• _Instructions for the task_
List each line of the material below that contains the word "rice".

• _Raw data_
□ □ □ □ □

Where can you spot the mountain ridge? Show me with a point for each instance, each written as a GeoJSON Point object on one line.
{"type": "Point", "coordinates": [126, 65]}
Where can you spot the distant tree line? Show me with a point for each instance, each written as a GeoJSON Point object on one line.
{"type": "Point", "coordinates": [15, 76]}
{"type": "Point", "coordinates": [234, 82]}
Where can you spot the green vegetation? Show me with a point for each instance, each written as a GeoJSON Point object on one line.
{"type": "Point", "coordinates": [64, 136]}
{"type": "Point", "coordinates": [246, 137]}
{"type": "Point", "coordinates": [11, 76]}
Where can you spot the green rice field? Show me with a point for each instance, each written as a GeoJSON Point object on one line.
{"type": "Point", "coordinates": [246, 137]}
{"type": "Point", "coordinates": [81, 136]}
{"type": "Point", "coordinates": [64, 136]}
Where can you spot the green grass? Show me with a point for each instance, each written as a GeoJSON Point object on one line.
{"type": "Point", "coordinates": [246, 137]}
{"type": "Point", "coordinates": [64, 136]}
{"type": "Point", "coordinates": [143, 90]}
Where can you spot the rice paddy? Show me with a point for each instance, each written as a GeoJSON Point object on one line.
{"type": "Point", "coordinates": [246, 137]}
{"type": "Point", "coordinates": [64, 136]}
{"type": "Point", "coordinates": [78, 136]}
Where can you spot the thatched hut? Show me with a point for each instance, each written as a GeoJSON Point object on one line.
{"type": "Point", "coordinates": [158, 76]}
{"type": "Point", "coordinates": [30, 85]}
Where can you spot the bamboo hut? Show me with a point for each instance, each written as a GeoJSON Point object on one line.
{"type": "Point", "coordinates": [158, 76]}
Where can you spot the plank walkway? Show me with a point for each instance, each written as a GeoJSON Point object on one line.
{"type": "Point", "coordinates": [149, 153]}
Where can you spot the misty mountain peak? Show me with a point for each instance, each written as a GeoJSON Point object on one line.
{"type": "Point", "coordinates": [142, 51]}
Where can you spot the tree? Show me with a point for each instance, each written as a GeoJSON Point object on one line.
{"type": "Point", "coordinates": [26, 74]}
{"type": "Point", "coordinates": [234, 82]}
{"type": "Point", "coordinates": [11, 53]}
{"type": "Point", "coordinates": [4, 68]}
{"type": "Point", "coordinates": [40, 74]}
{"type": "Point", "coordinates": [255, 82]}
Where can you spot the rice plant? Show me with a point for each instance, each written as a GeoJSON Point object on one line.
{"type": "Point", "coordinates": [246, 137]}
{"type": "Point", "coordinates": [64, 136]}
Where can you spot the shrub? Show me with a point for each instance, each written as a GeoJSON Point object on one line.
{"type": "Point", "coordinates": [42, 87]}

□ □ □ □ □

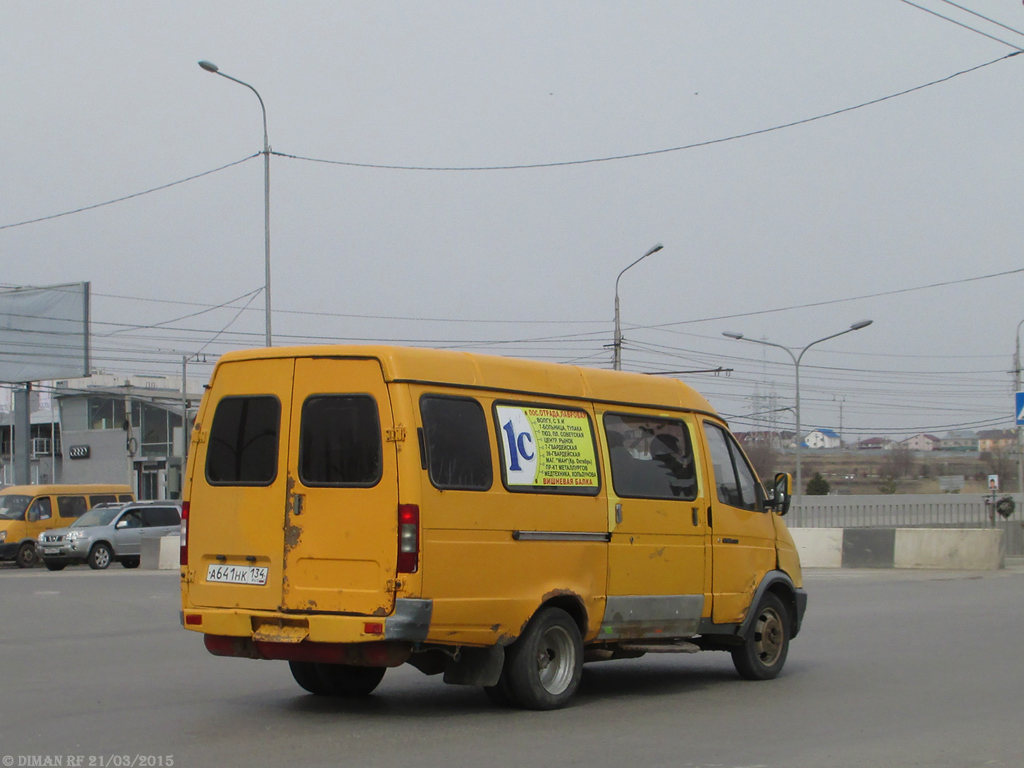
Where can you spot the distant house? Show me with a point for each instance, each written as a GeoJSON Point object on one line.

□ □ □ □ □

• _Solution to this problem_
Where can you spot the green rice field? Show me with a point for each instance, each written as a GeoJSON Point object on one line.
Where can you spot the rice paddy? Show me with a point for each instance, each written as a GeoJSON Point object on one line.
Where can you spot the rice plant? Show me with a point for each instance, each written as a GeoJSON Point object on one line.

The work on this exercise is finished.